>> Start
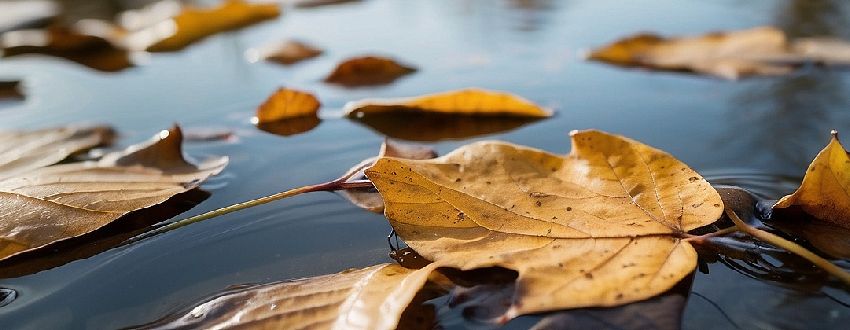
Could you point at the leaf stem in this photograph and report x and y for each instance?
(792, 247)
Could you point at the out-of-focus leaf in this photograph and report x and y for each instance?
(24, 14)
(25, 151)
(601, 226)
(369, 198)
(54, 203)
(368, 298)
(825, 191)
(287, 103)
(193, 24)
(92, 51)
(287, 53)
(467, 102)
(368, 71)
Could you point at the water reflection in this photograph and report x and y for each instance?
(786, 118)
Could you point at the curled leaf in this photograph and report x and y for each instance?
(599, 227)
(287, 103)
(825, 191)
(368, 71)
(193, 24)
(368, 298)
(54, 203)
(468, 102)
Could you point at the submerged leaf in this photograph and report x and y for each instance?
(599, 227)
(468, 102)
(53, 203)
(287, 103)
(193, 24)
(368, 71)
(825, 191)
(368, 298)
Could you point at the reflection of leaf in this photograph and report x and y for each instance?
(436, 127)
(193, 24)
(368, 298)
(287, 103)
(89, 50)
(368, 198)
(291, 126)
(290, 52)
(599, 227)
(367, 71)
(62, 201)
(825, 191)
(471, 102)
(758, 51)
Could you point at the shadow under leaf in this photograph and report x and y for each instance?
(437, 127)
(105, 238)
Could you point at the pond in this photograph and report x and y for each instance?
(759, 133)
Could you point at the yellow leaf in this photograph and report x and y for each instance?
(368, 298)
(287, 103)
(193, 24)
(758, 51)
(601, 226)
(471, 101)
(368, 71)
(49, 204)
(825, 191)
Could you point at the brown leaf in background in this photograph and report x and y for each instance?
(369, 198)
(368, 71)
(53, 203)
(599, 227)
(287, 103)
(368, 298)
(464, 102)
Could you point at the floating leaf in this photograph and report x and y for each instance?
(599, 227)
(287, 103)
(368, 298)
(468, 102)
(825, 191)
(368, 71)
(90, 50)
(193, 24)
(290, 52)
(54, 203)
(369, 198)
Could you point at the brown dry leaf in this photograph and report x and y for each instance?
(368, 71)
(290, 52)
(53, 203)
(468, 102)
(825, 191)
(730, 55)
(601, 226)
(368, 298)
(24, 151)
(369, 198)
(72, 44)
(287, 103)
(193, 24)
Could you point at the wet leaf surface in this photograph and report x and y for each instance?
(368, 298)
(48, 204)
(599, 227)
(368, 71)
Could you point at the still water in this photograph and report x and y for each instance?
(759, 133)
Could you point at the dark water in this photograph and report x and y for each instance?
(759, 132)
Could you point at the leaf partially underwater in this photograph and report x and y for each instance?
(368, 71)
(825, 191)
(369, 298)
(599, 227)
(730, 55)
(49, 204)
>> End
CHALLENGE. Copy out the items above word for word, starting at the line that contains "Could you point at the wet" and ending with the last line of the items.

TASK OUTPUT.
Could you point at the wet leaf surface in this photograph and report x and y for each instance?
(368, 298)
(48, 204)
(599, 227)
(368, 71)
Could you point at the still water in this photograph and report x and y for each instance?
(759, 133)
Could you point at the dark water in this photograph and report x and y for each instance?
(759, 132)
Could you point at the leaf partially underwater in this photograph and report x and y for each instance?
(368, 71)
(825, 191)
(369, 298)
(599, 227)
(730, 55)
(49, 204)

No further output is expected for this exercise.